Region pointing data
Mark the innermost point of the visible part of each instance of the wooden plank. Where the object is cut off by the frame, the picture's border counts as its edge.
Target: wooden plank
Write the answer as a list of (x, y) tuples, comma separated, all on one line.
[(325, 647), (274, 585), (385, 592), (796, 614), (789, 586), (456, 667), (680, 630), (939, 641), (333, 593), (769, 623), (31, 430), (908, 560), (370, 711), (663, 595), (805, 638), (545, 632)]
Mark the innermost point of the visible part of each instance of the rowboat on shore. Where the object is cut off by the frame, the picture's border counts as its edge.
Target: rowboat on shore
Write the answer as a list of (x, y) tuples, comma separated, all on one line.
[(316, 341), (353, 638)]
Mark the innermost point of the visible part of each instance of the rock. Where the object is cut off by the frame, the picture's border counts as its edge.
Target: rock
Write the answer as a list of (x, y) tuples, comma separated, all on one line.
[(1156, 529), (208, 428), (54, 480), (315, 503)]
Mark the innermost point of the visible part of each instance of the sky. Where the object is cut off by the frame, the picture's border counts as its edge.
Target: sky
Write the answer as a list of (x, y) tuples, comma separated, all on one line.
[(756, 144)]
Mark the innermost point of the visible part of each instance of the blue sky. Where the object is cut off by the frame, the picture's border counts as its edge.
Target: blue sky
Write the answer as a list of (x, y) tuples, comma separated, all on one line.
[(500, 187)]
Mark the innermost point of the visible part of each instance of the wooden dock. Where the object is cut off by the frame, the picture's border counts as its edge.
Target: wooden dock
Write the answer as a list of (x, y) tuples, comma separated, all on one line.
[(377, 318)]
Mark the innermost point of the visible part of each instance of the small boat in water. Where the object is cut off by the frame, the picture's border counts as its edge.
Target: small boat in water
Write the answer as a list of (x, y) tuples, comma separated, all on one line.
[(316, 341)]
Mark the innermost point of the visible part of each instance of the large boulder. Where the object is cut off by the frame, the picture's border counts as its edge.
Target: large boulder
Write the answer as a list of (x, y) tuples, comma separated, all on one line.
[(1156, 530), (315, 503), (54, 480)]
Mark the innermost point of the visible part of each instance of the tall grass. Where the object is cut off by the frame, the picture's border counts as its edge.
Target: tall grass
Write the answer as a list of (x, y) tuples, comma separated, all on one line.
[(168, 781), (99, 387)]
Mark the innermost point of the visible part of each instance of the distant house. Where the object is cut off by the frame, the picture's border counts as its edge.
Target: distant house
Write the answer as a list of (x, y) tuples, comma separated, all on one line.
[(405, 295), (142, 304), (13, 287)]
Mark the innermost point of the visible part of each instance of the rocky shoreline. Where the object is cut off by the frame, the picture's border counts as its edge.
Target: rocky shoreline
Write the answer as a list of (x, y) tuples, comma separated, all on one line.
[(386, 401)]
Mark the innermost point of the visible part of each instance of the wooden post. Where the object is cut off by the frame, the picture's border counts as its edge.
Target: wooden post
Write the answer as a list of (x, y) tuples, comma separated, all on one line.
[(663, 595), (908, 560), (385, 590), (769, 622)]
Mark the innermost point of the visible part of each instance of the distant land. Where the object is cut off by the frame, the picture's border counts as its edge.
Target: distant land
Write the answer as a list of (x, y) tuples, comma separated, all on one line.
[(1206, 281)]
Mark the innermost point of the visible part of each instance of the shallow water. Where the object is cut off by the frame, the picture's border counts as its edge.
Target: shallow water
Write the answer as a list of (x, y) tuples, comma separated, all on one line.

Exercise directions: Please report how many lines in the records contain the string "shoreline", and write nothing besides that number.

Your solution: 2